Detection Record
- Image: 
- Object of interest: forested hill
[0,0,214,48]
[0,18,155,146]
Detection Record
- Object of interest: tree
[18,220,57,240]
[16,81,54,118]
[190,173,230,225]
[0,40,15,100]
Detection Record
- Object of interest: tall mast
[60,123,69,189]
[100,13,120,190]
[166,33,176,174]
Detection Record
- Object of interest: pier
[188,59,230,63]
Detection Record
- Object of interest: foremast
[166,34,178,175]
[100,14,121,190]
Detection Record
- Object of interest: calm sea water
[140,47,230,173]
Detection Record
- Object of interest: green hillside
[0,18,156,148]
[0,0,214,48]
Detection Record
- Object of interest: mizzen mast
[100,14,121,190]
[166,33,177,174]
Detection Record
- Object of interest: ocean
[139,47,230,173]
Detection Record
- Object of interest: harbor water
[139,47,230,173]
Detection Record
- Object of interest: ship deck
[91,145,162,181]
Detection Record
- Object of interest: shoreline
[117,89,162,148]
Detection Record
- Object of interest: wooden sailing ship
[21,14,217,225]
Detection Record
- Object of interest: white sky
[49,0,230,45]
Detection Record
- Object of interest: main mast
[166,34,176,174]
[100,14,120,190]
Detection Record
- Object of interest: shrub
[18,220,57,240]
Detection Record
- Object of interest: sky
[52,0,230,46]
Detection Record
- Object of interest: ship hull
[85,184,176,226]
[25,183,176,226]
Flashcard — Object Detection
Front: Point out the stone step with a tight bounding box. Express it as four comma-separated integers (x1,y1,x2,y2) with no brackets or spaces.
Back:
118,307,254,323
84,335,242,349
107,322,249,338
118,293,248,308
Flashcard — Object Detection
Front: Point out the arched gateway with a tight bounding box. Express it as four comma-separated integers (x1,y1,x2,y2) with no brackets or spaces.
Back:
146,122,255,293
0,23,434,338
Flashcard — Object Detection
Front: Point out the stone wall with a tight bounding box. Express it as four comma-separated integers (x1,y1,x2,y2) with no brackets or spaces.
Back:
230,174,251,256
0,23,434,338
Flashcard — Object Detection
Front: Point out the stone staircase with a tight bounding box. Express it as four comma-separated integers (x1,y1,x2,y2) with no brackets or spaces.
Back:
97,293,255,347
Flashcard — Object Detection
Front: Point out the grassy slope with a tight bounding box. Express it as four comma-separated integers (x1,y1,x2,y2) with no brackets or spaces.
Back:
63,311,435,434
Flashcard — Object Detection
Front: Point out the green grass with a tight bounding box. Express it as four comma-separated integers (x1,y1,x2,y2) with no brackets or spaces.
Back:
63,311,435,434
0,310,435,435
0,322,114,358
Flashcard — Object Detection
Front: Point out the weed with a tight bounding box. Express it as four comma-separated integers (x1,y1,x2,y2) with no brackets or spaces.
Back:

----------

GOAL: Reproduce every one of the lines above verbatim, from the first line through the last.

THE OUTPUT:
Detection Record
- Image: 
- Object of interest: forested hill
[0,0,214,48]
[0,18,155,146]
Detection Record
- Object of interest: tree
[18,220,57,240]
[16,81,54,118]
[190,173,230,225]
[0,40,15,100]
Detection Record
- Object of interest: tall mast
[60,123,69,189]
[100,13,120,190]
[166,33,176,174]
Detection Record
- Object of interest: pier
[188,59,230,63]
Detection Record
- Object of interest: foremast
[166,34,178,175]
[100,14,121,190]
Detection Record
- Object of interest: calm sea water
[140,47,230,173]
Detection Record
- Object of interest: green hillside
[0,18,156,148]
[0,0,214,48]
Detection Record
- Object of interest: mizzen mast
[100,14,121,190]
[166,33,177,174]
Detection Record
- Object of interest: ocean
[139,47,230,173]
Detection Record
- Object of interest: harbor water
[139,47,230,173]
Detection Record
- Object of interest: ship deck
[91,145,162,181]
Detection Record
- Object of interest: shoreline
[117,89,162,148]
Detection Record
- Object of interest: wooden sailing ship
[21,14,217,225]
Detection Record
- Object of interest: white sky
[49,0,230,45]
Detection Record
- Object of interest: main mast
[166,34,176,174]
[100,14,120,190]
Detection Record
- Object of interest: shrub
[18,220,57,240]
Detection Record
- Object of interest: sky
[52,0,230,46]
Detection Record
- Object of interest: ship hull
[85,184,176,226]
[25,183,176,226]
Flashcard — Object Detection
Front: Point out the stone step with a tight bounding box. Express it as four comma-separated integers (x1,y1,x2,y2) with no brackets or spaces.
Back:
118,307,254,323
84,335,242,349
107,322,249,338
118,293,248,308
Flashcard — Object Detection
Front: Point out the arched gateway with a tight bounding box. Express it as four comma-separated integers (x1,y1,x2,y2) with no brackets or spaces.
Back:
146,122,255,293
0,23,434,338
Flashcard — Object Detection
Front: Point out the stone wall with a tight bounding box. Express it as four comma-separated integers (x1,y1,x2,y2) with no brackets or spaces.
Back:
230,174,251,256
0,23,434,338
Flashcard — Object Detection
Front: Point out the stone staircase with a tight bounding box. Express it as four comma-separated integers (x1,y1,x2,y2) with no brackets or spaces.
Back:
97,293,255,347
Flashcard — Object Detection
Front: Point out the grassy slope with a tight bounding box. Express it as four comma-separated integers (x1,y1,x2,y2) with no brackets or spaces.
Back:
63,311,435,434
Flashcard — Object Detection
Front: Point out the green grass with a tight bounding box. Express it as four comma-separated integers (x1,y1,x2,y2) with no brackets or spaces.
Back:
63,311,435,434
0,310,435,435
0,322,114,358
Flashcard — Object Detection
Front: Point out the weed with a tight bounding box. Express it as four comma-separated integers (x1,y1,x2,y2) with no brackets or spaces.
Back:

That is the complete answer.